米決済大手「Visa(ビザ)」は16日、米国でステーブルコイン「USDC」を用いた決済清算を開始したと発表した。清算はSolana(ソラナ)ブロックチェーン上で行われ、米国内の金融機関がビザとの清算をUSDCで実施できるようになる。ビザのステーブルコイン決済清算は11月時点で年間35億ドル(約5,413億円)規模に到達しており、大手決済ネットワークによる本格活用として注目される。
金融機関向けにオンチェーン清算を提供
今回の取り組みでは、ビザが運営する決済処理・清算ネットワーク「ビザネット」を利用する米国のカード発行会社およびアクワイアラーが対象となる。これらの金融機関は、従来の法定通貨に代わり、米サークル社が発行するステーブルコインUSDCを用いてビザとの清算を行うことが可能となった。

○ ○ ○ ○ ○

_設問:_ ビザのUSDC清算に関する記事によると、ビザのステーブルコイン決済清算は11月時点で年間どれくらいの規模に達していますか?

_名前付き対象を指し示す記録:_

○ ○ ○ ○ ○

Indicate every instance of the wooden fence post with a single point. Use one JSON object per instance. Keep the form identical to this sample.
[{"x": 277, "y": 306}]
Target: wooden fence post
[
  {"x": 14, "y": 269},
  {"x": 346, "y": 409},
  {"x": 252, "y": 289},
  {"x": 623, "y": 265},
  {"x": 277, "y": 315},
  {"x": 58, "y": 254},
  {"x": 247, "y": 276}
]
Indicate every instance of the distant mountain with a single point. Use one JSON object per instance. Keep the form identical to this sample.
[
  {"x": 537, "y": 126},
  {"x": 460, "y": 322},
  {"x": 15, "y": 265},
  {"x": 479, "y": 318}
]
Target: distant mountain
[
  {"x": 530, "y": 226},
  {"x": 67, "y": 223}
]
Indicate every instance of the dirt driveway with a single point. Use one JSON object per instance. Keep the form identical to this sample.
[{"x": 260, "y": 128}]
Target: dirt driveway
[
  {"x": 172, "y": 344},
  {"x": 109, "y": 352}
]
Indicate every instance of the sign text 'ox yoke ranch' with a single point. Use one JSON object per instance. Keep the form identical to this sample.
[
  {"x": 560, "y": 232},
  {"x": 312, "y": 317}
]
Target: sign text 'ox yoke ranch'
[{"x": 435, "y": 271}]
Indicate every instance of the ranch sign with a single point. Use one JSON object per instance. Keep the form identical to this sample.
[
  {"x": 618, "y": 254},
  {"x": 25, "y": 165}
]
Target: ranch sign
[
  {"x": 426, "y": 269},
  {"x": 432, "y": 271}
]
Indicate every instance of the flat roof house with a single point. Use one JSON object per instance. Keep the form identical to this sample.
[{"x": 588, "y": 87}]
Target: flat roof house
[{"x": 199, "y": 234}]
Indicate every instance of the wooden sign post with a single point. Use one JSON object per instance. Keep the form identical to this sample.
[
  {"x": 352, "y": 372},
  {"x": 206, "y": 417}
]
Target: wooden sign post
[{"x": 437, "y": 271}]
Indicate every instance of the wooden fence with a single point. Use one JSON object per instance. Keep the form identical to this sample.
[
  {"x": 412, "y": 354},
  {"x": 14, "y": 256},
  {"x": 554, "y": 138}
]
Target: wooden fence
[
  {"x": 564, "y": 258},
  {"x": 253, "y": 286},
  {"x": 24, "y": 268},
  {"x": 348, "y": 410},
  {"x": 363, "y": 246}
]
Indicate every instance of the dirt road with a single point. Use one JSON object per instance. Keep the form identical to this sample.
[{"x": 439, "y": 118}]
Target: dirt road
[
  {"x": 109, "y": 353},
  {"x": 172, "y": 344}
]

○ ○ ○ ○ ○

_出力結果:_ 年間35億ドル(約5,413億円)規模です。